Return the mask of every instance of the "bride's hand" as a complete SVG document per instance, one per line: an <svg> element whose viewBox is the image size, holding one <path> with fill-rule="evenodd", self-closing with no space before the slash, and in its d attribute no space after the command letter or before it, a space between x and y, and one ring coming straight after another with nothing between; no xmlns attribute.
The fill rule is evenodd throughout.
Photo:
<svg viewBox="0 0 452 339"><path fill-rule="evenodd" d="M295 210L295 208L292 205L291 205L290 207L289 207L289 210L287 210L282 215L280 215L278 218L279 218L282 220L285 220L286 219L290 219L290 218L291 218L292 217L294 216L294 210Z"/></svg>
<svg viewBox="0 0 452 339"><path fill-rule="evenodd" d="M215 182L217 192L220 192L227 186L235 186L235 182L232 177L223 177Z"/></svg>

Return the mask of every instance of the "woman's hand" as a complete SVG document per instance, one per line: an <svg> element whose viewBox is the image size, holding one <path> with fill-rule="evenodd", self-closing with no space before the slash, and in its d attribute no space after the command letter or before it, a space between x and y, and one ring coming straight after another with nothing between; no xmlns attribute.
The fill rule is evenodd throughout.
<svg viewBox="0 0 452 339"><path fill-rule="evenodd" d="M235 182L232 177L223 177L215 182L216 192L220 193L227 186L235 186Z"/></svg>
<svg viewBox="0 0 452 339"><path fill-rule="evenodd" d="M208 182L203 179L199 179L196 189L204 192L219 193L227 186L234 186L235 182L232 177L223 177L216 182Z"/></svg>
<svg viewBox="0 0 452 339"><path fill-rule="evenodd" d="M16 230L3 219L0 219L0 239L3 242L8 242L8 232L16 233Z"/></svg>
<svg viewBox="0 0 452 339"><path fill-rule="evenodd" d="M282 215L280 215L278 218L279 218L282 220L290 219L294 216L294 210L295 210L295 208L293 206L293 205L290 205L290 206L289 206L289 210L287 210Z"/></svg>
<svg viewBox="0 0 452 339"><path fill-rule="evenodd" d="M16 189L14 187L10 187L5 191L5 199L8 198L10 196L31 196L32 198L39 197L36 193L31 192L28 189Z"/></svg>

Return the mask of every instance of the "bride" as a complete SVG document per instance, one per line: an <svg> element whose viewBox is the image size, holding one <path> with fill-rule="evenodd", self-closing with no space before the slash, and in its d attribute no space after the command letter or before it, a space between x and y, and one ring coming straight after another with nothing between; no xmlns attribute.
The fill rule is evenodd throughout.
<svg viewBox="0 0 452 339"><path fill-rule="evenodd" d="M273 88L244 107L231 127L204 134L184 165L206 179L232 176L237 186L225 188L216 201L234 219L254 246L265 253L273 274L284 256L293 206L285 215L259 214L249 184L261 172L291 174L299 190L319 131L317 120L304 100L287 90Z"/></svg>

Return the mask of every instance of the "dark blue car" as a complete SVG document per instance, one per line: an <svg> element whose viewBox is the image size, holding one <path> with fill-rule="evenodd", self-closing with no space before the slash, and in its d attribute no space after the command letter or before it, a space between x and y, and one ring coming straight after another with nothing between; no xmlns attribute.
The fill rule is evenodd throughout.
——
#### [Required task]
Can you return everything from the start of the items above down to and including the line that contains "189L14 187L10 187L5", unchanged?

#### [Response to this task]
Return the mask of every instance of the "bride's hand" as a complete SVG document per instance, one per line: an <svg> element whose viewBox is the image size, holding one <path> with fill-rule="evenodd", self-closing with no space before the slash, and in its d attribute no space after the command letter or before it, a space between x and y, and one ring coming straight after another with nothing between; no xmlns attribute.
The fill rule is evenodd throughout.
Photo:
<svg viewBox="0 0 452 339"><path fill-rule="evenodd" d="M295 210L295 208L292 205L291 205L290 207L289 207L289 210L287 210L282 215L280 215L278 218L279 218L282 220L285 220L286 219L290 219L290 218L291 218L292 217L294 216L294 210Z"/></svg>
<svg viewBox="0 0 452 339"><path fill-rule="evenodd" d="M215 182L217 192L220 192L227 186L235 186L235 182L232 177L223 177Z"/></svg>

Return the mask of every instance of the "woman's hand" as a complete SVG document per instance, one per line: an <svg> element whose viewBox is the image size, holding one <path> with fill-rule="evenodd", self-closing with no space before the slash, and in its d attribute no space after the command letter or before it, a space between x and y, and one ring coming straight after another with nothing between; no xmlns attribute.
The fill rule is evenodd throughout.
<svg viewBox="0 0 452 339"><path fill-rule="evenodd" d="M235 182L232 177L223 177L215 182L216 192L220 193L227 186L235 186Z"/></svg>
<svg viewBox="0 0 452 339"><path fill-rule="evenodd" d="M208 182L203 179L199 179L196 189L204 192L219 193L227 186L234 186L235 182L232 177L223 177L216 182Z"/></svg>
<svg viewBox="0 0 452 339"><path fill-rule="evenodd" d="M16 230L3 219L0 219L0 239L3 242L8 242L8 232L16 233Z"/></svg>
<svg viewBox="0 0 452 339"><path fill-rule="evenodd" d="M282 215L280 215L278 218L279 218L282 220L290 219L294 216L294 210L295 210L295 208L293 206L293 205L290 205L290 206L289 206L289 210L287 210Z"/></svg>
<svg viewBox="0 0 452 339"><path fill-rule="evenodd" d="M16 189L14 187L10 187L5 191L5 199L8 198L10 196L31 196L32 198L39 197L36 193L31 192L28 189Z"/></svg>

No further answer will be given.